### Stated exercise
Reproduce every line of the items below verbatim, from the first through the last, without changing anything.

(Object position labeling items)

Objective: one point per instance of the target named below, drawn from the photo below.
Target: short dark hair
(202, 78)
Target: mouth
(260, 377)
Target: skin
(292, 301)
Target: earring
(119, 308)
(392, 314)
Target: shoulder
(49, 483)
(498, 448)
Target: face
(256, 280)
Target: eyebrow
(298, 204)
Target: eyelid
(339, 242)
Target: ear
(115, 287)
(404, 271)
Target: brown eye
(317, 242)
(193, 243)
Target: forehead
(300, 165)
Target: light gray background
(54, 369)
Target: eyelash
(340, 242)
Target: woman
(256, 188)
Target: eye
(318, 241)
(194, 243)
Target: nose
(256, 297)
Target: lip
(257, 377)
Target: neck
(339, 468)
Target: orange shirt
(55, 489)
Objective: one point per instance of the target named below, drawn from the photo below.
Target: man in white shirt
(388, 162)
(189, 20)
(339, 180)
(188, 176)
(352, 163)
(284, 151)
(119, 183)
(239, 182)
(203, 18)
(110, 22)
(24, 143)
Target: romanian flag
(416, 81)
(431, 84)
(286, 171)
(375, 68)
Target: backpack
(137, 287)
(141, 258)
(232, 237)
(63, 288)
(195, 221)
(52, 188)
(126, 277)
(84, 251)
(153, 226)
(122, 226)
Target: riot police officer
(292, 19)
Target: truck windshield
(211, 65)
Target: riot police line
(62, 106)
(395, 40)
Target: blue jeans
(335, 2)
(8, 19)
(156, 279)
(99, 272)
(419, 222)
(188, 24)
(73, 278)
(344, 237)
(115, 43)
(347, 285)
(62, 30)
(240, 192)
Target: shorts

### Complete response
Objective: one point per instance of the target named below, drawn from the photo below.
Target: short dark hair
(202, 78)
Target: mouth
(260, 377)
Target: skin
(292, 301)
Target: earring
(119, 308)
(392, 314)
Target: shoulder
(49, 483)
(498, 448)
Target: face
(256, 280)
Target: eyebrow
(298, 204)
Target: eyelid
(339, 242)
Target: ear
(115, 287)
(404, 271)
Target: brown eye
(317, 242)
(193, 243)
Target: forehead
(300, 165)
Target: light gray background
(54, 369)
Target: eyelash
(340, 242)
Target: woman
(256, 188)
Target: eye
(318, 241)
(194, 243)
Target: nose
(256, 297)
Target: lip
(257, 377)
Target: neck
(339, 468)
Target: orange shirt
(55, 489)
Objective: one point per instance of the target named below, drawn from the photo below.
Target: man in white shirt
(388, 162)
(189, 20)
(339, 180)
(188, 176)
(352, 163)
(284, 151)
(119, 183)
(239, 182)
(203, 18)
(110, 22)
(24, 143)
Target: romanian flag
(416, 81)
(431, 84)
(286, 171)
(375, 68)
Target: backpack
(137, 287)
(141, 258)
(232, 237)
(63, 288)
(195, 221)
(52, 188)
(126, 277)
(84, 251)
(153, 226)
(122, 226)
Target: riot police officer
(292, 19)
Target: truck windshield
(211, 65)
Target: riot police line
(62, 106)
(395, 40)
Target: blue jeans
(335, 2)
(8, 19)
(156, 279)
(99, 272)
(419, 222)
(188, 24)
(73, 278)
(344, 237)
(115, 43)
(347, 285)
(62, 30)
(240, 192)
Target: shorts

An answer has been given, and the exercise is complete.